Problem details
Pull out every line in the items below that contains the string 'single'.

Extracted records
○ ○ ○ ○ ○ ○ ○
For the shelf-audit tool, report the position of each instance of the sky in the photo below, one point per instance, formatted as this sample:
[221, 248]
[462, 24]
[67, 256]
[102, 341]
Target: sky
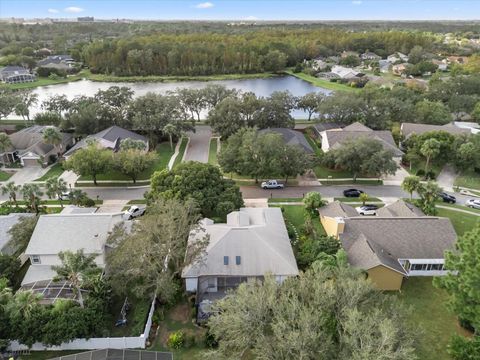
[246, 9]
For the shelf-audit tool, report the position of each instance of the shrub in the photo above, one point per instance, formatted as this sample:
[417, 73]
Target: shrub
[176, 340]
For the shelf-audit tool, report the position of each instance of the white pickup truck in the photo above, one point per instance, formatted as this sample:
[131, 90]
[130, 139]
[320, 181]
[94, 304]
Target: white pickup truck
[272, 184]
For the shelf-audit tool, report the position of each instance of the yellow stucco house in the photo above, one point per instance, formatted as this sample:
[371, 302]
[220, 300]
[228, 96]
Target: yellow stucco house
[397, 243]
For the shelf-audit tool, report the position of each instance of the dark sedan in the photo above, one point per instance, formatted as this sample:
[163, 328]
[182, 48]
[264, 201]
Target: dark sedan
[352, 193]
[447, 198]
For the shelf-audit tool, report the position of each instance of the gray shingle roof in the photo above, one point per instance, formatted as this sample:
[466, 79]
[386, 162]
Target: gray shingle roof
[114, 134]
[408, 129]
[262, 244]
[374, 241]
[400, 208]
[291, 137]
[356, 130]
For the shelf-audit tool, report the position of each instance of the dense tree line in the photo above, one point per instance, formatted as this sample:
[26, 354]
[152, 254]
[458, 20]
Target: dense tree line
[209, 53]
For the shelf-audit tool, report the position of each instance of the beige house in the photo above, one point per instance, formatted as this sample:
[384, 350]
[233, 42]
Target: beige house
[333, 138]
[398, 243]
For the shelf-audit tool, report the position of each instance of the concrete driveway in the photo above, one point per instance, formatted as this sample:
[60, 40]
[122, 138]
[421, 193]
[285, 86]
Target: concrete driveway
[199, 144]
[28, 174]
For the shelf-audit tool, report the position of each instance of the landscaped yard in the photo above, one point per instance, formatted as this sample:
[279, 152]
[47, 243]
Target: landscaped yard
[55, 171]
[429, 318]
[4, 176]
[212, 153]
[469, 179]
[163, 155]
[181, 151]
[461, 222]
[181, 317]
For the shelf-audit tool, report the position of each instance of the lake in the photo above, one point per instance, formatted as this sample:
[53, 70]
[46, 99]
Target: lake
[261, 87]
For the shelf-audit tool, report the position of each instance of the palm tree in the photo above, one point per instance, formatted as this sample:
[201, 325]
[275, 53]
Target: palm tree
[56, 187]
[11, 189]
[52, 136]
[77, 268]
[32, 193]
[24, 303]
[170, 130]
[5, 144]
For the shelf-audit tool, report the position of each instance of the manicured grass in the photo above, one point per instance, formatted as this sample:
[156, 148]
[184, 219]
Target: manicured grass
[55, 171]
[429, 317]
[4, 176]
[326, 84]
[345, 199]
[295, 215]
[181, 151]
[163, 154]
[461, 222]
[212, 153]
[274, 200]
[469, 179]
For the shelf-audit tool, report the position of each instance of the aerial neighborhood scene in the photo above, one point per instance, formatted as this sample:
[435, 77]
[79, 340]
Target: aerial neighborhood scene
[268, 180]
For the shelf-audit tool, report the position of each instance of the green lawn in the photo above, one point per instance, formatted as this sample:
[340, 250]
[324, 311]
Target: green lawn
[55, 171]
[469, 179]
[163, 155]
[212, 153]
[326, 84]
[4, 176]
[181, 151]
[430, 318]
[461, 222]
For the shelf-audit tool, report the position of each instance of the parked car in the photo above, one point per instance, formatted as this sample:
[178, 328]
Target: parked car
[447, 198]
[134, 211]
[65, 196]
[473, 203]
[352, 193]
[272, 184]
[367, 209]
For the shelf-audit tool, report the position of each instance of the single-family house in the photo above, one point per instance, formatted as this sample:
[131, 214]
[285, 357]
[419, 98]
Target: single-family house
[396, 57]
[291, 137]
[6, 223]
[368, 55]
[29, 147]
[345, 72]
[333, 138]
[408, 129]
[64, 232]
[252, 243]
[110, 138]
[16, 74]
[399, 69]
[400, 242]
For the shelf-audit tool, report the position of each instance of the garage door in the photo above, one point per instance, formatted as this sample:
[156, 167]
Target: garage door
[30, 162]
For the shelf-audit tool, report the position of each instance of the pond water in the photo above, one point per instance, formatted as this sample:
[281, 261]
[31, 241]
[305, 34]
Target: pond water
[261, 87]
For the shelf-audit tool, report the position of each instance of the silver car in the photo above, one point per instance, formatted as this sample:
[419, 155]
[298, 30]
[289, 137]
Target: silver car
[473, 203]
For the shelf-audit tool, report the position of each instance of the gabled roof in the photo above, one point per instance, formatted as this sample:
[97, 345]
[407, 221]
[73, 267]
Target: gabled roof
[112, 135]
[291, 137]
[336, 137]
[62, 232]
[337, 209]
[400, 208]
[257, 235]
[392, 238]
[6, 223]
[409, 129]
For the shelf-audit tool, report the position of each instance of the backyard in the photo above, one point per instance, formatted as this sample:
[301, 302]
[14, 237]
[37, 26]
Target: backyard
[429, 317]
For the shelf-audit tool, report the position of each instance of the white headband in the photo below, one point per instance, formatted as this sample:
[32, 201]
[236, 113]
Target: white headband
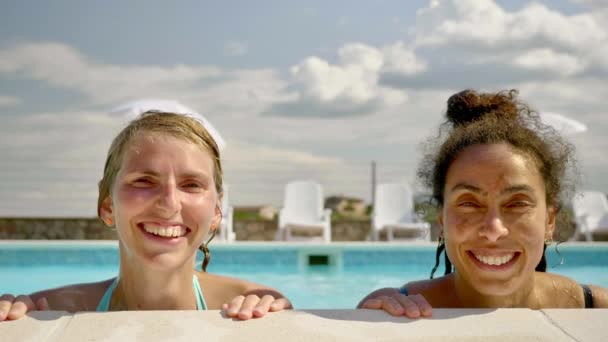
[134, 109]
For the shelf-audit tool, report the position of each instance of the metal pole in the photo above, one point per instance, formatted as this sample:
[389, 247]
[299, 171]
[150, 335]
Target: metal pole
[373, 184]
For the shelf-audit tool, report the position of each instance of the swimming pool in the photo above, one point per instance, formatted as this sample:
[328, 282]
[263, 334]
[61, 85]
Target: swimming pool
[313, 276]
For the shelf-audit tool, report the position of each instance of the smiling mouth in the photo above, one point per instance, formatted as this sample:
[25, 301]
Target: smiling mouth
[169, 232]
[495, 260]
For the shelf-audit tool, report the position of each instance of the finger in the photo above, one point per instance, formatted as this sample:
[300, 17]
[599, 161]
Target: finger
[392, 306]
[6, 302]
[410, 309]
[21, 305]
[42, 304]
[246, 311]
[280, 304]
[262, 307]
[235, 305]
[425, 308]
[373, 303]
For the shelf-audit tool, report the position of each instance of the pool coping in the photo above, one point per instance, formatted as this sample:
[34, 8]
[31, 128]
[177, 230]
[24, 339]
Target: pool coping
[313, 325]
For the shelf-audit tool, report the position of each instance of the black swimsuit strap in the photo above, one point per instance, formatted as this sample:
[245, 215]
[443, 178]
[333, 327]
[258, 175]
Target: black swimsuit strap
[588, 296]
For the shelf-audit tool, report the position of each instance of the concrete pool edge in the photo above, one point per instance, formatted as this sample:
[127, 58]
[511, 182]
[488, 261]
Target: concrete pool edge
[317, 325]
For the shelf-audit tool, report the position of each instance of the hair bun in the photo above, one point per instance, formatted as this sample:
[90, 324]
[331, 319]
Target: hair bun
[469, 105]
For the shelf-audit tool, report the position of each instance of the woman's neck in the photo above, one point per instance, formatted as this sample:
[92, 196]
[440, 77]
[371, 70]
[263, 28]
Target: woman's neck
[142, 288]
[468, 297]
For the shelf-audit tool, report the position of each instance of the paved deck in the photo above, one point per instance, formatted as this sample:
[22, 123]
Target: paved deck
[313, 325]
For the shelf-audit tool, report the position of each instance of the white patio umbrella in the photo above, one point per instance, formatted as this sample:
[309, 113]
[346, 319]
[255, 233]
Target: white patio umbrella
[562, 123]
[132, 110]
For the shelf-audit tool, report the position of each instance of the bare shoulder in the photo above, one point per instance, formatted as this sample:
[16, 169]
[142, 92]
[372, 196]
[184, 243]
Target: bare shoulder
[76, 297]
[560, 291]
[219, 289]
[600, 296]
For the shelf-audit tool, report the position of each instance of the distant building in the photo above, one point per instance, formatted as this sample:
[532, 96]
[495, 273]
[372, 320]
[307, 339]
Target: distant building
[346, 206]
[267, 212]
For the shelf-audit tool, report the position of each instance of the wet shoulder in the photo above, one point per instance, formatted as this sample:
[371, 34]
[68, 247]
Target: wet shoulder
[75, 297]
[558, 291]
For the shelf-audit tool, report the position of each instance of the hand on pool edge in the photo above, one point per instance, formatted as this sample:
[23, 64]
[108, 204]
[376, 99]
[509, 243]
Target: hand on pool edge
[397, 304]
[253, 306]
[12, 308]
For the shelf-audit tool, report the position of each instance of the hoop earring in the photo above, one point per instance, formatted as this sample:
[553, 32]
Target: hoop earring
[205, 249]
[440, 248]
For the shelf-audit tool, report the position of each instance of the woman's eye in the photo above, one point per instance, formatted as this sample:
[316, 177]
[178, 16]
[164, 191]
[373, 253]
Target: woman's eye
[142, 182]
[518, 204]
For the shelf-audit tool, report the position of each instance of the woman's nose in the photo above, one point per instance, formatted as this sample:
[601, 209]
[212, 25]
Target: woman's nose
[493, 226]
[168, 199]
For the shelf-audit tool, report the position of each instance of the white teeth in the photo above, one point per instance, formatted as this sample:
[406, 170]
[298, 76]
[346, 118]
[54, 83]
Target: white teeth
[495, 260]
[174, 231]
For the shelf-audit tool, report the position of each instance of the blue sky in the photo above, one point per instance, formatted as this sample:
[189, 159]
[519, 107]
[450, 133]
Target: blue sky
[298, 89]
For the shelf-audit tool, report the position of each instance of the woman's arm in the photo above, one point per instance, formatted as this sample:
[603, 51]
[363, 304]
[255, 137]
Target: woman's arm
[600, 296]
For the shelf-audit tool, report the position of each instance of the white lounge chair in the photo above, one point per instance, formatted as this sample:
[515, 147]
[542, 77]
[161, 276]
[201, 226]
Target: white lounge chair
[226, 231]
[394, 211]
[303, 211]
[591, 214]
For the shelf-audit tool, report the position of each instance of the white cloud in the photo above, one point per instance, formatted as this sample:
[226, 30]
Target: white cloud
[532, 38]
[235, 48]
[351, 86]
[593, 3]
[9, 101]
[549, 60]
[62, 66]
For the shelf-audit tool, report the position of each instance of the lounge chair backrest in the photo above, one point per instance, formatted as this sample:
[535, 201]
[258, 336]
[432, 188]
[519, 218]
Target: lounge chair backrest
[225, 200]
[394, 203]
[592, 205]
[303, 201]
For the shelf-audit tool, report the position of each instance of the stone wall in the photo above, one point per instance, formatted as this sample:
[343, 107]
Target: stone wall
[55, 229]
[93, 229]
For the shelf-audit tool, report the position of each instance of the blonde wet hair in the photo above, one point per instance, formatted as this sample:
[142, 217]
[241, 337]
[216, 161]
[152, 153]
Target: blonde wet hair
[177, 125]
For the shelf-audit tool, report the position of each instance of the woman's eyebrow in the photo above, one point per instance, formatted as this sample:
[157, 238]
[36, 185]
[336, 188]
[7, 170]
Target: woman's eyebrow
[517, 188]
[465, 186]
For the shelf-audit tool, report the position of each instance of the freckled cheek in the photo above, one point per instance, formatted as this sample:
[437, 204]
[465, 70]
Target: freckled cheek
[460, 224]
[134, 197]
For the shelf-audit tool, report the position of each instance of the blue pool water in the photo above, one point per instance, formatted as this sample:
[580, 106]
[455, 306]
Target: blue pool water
[353, 270]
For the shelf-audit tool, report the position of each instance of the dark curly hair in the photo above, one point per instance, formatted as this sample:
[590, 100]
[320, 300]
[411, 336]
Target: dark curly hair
[475, 118]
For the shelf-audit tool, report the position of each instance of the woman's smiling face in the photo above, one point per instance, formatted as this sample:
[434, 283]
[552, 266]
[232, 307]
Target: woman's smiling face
[495, 218]
[164, 199]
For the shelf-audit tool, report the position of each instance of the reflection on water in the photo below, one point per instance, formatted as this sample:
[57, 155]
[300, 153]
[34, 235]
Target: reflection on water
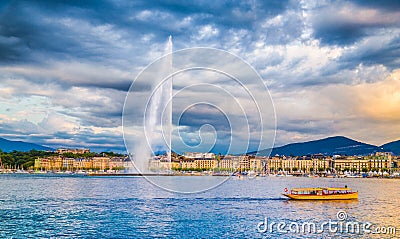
[82, 207]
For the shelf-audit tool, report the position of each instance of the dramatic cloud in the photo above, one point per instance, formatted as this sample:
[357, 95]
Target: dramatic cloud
[65, 66]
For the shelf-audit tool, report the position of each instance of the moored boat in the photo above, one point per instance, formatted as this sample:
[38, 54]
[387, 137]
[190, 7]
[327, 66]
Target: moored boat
[321, 193]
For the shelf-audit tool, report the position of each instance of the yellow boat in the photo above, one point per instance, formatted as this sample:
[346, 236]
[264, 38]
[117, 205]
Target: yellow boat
[320, 194]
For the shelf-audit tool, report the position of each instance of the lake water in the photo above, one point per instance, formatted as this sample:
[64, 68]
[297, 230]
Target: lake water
[41, 206]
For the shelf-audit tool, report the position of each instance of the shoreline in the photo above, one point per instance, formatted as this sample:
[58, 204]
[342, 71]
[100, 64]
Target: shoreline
[240, 177]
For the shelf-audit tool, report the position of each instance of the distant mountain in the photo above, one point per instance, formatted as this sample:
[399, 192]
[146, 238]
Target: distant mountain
[393, 147]
[327, 146]
[8, 146]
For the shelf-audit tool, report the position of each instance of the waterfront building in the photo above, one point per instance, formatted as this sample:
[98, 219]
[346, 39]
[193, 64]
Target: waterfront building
[74, 151]
[304, 164]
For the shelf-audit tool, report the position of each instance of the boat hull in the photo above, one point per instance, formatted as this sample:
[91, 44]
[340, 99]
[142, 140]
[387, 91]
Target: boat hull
[347, 196]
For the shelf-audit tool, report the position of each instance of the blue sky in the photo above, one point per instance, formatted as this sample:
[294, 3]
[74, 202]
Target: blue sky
[332, 67]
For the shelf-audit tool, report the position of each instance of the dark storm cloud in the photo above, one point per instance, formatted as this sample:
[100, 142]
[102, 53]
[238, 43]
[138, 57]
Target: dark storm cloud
[344, 23]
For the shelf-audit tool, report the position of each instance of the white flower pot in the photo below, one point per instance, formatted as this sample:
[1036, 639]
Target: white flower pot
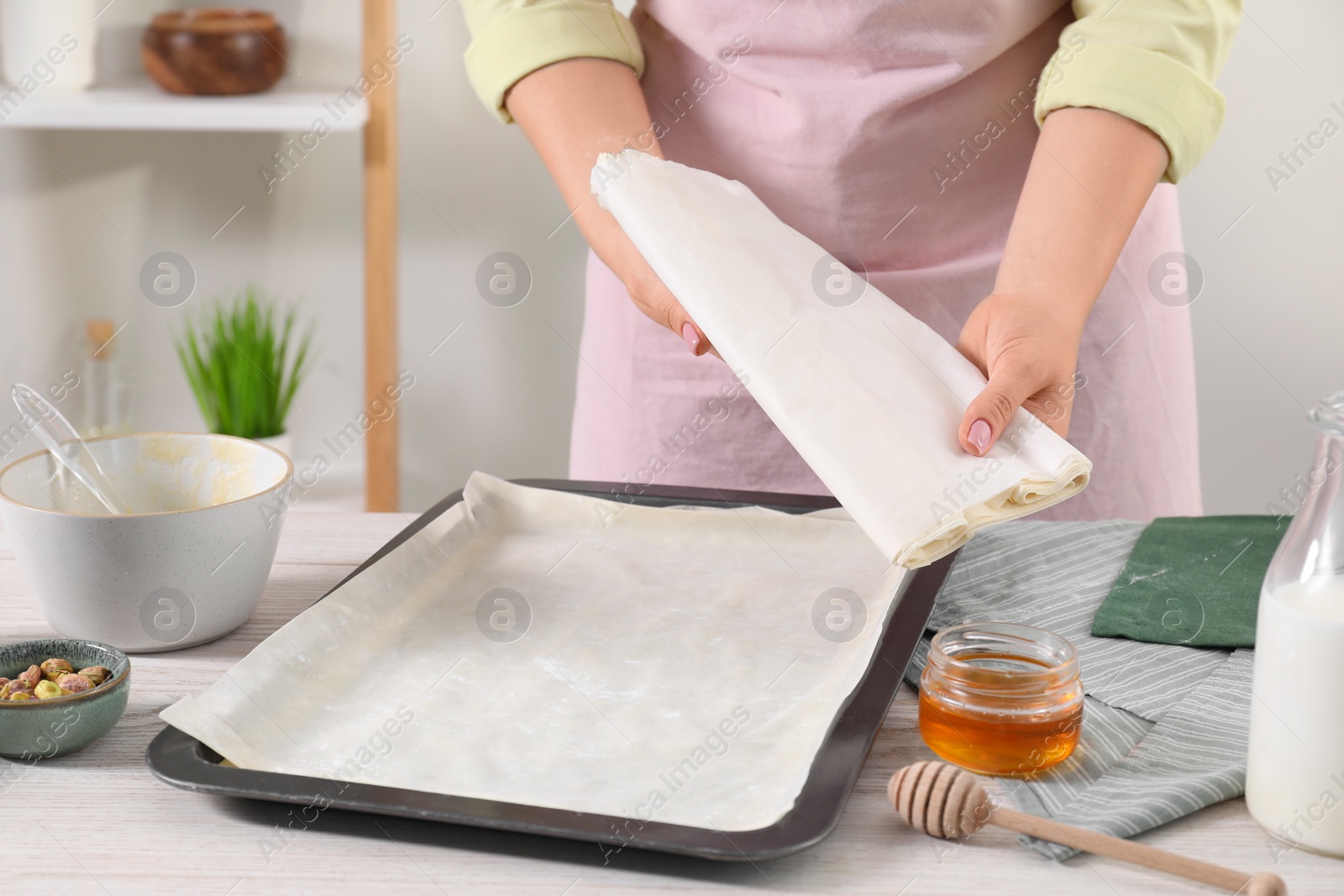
○ ○ ○ ○ ○ ○ ○
Output of the exercise
For the shelf-audit tool, report the position of each instance of the single-family house in the photo above, one point per instance, formatted as this sample:
Target: single-family house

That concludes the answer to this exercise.